Written problem A:
Find every line in the entries below that contains the word "daphne" and copy each one.

Selected extract:

━━━━━━

One known solution of obtaining a compressible chest portion of the manikin, is to make the chest portion of a flexible plate material. Moreover, it is common to arrange a spiral spring between the plate material and a base portion.

Such a solution is disclosed in U.S. Pat. No. 9,852,659. Here, a fan-shaped distribution of leaf springs is combined with a spiral spring. The spiral spring must be removed to enable stacking of the torsos.

Publication U.S. Pat. No. 4,850,876 presents a solution where resiliently, compressible members are interposed between two panels that are forced towards each other during chest compression.

Furthermore, WO2012041759 discloses a compressive chest portion, where a flexible beam of plate bridges two support structures protruding from a base portion. One of the support structures has a curved support face, such that the compressive force increases with compression depth. In addition, a compressible element is interposed between the flexible beam and the chest plate.

U.S. Pat. No. 6,227,864 presents a manikin having a flexible chest plate embedded in a torso made of a deformable foam.

Several of the known manikins are not possible to stack into each other. Hence, they occupy much space during storage and are cumbersome to transport. Furthermore, some manikins are stackable but require significant time for assembly before they can be used.

An object of the present invention may be to provide a stackable training manikin having a compressible chest and lung function. Additional objects will be clear to she skilled reader from the description below.

SUMMARY OF INVENTION

According a first aspect of the present invention, there is provided a manikin for practicing resuscitation, comprising a main body comprising a chest aperture, a compression plate that extends across the chest aperture, a hinged support that supports the compression plate at one side of the chest aperture and a sliding support that supports the compression plate at an opposite side of the chest aperture. A chest plate is arranged above and attached to the compression plate, wherein the chest plate comprises a curved lower plate face that faces the compression plate.

The chest plate is preferably made of a substantially non-flexible material, meaning that the shape of the chest plate is not intended to change during chest compressions.

━━━━━━

Written problem B:
In the manikin patent extract above, what makes several of the known manikins take up much space in storage and cumbersome to transport?

Given records:

━━━━━━

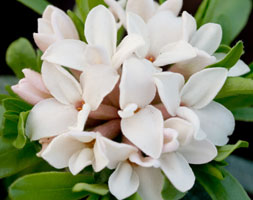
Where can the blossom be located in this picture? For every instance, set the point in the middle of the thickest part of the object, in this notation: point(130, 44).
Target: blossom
point(31, 88)
point(54, 25)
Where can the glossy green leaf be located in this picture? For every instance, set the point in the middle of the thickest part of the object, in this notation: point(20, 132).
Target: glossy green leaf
point(78, 23)
point(231, 58)
point(21, 138)
point(49, 186)
point(235, 86)
point(227, 189)
point(101, 189)
point(231, 14)
point(243, 114)
point(135, 196)
point(225, 151)
point(36, 5)
point(169, 192)
point(14, 160)
point(20, 55)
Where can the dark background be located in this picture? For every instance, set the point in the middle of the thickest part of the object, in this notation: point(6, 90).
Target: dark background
point(21, 21)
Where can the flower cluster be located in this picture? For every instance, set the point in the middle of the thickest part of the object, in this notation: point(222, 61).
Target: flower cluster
point(143, 108)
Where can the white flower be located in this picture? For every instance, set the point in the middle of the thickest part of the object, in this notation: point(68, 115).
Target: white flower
point(193, 102)
point(54, 25)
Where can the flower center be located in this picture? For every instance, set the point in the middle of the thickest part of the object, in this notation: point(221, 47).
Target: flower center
point(150, 58)
point(79, 105)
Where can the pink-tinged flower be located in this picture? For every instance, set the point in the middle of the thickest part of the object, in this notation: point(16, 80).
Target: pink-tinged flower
point(31, 88)
point(54, 25)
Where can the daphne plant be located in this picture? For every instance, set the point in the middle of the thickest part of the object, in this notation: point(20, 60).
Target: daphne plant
point(126, 100)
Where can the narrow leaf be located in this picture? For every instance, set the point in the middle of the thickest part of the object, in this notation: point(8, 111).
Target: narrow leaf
point(36, 5)
point(49, 186)
point(101, 189)
point(20, 55)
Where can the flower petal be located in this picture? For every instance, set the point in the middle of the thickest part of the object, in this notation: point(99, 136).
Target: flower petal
point(208, 38)
point(178, 171)
point(217, 122)
point(101, 30)
point(49, 118)
point(124, 181)
point(60, 150)
point(137, 84)
point(80, 160)
point(203, 86)
point(126, 48)
point(145, 130)
point(61, 84)
point(169, 85)
point(175, 52)
point(198, 152)
point(97, 81)
point(196, 64)
point(151, 183)
point(69, 53)
point(143, 11)
point(136, 25)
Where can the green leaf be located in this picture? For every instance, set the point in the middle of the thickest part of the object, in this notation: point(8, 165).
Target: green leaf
point(243, 114)
point(135, 196)
point(101, 189)
point(231, 58)
point(169, 192)
point(14, 160)
point(232, 15)
point(36, 5)
point(225, 151)
point(78, 23)
point(48, 186)
point(20, 55)
point(21, 138)
point(235, 86)
point(12, 104)
point(227, 189)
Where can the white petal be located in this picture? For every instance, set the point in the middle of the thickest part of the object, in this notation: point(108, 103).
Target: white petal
point(116, 152)
point(60, 150)
point(203, 86)
point(171, 27)
point(208, 37)
point(43, 41)
point(175, 52)
point(178, 171)
point(151, 183)
point(190, 116)
point(171, 5)
point(101, 160)
point(240, 68)
point(217, 122)
point(196, 64)
point(136, 25)
point(169, 86)
point(100, 29)
point(63, 26)
point(80, 160)
point(199, 152)
point(69, 53)
point(143, 8)
point(145, 130)
point(98, 81)
point(189, 26)
point(126, 48)
point(184, 129)
point(61, 84)
point(124, 181)
point(136, 84)
point(50, 118)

━━━━━━

Written reply A:
Where can the daphne plant be located in this picture? For every instance, set the point in the middle of the thickest part of the object, in this notation: point(20, 60).
Target: daphne plant

Written reply B:
They cannot be stacked into each other. As a result, they occupy much space during storage and are cumbersome to transport.